» **TO BE DONE**
Locate every row below that contains the string "banner" and copy each one out in full. Case counts.

» **ENTRIES SUPPLIED**

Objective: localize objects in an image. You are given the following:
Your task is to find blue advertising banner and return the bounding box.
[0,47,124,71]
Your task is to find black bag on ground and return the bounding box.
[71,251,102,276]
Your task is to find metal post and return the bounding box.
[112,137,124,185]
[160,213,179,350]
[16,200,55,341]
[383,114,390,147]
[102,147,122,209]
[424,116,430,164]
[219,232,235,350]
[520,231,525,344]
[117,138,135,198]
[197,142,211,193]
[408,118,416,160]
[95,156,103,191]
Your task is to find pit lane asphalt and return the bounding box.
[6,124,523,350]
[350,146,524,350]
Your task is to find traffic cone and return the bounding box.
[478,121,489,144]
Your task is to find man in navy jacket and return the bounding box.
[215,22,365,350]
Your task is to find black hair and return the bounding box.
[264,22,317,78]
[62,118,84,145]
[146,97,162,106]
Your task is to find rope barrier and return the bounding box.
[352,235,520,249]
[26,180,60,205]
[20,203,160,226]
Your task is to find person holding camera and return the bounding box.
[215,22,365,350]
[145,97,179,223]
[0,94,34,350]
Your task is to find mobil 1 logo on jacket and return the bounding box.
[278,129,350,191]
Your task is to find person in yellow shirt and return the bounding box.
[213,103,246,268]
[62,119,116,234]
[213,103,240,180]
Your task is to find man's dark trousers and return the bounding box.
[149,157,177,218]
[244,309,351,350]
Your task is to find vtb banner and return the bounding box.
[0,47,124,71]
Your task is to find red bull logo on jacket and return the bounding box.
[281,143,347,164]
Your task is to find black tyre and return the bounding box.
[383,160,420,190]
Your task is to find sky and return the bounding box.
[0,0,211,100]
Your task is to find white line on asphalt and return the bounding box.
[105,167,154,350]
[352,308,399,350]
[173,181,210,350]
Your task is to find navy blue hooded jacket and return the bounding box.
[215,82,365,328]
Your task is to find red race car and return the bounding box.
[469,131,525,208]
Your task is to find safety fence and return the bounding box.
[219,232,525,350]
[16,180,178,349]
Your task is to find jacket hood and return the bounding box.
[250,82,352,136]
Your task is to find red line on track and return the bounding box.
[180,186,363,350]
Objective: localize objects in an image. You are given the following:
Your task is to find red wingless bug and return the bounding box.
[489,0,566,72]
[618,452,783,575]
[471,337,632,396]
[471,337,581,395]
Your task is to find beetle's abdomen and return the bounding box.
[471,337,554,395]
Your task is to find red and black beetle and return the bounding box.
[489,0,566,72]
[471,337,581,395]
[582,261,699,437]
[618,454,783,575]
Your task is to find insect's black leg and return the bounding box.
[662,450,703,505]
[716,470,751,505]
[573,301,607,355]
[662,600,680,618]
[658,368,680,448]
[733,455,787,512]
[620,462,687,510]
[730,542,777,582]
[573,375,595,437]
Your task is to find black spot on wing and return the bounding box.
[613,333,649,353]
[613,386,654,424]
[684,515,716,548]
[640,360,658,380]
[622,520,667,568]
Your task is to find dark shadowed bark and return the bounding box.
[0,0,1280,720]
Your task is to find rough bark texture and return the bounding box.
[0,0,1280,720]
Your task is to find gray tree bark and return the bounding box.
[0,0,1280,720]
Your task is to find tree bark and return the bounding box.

» **SOLUTION TO THE EXERCISE**
Your task is to find blue advertising banner and return the bounding box.
Your task is to find vtb banner and return the bounding box.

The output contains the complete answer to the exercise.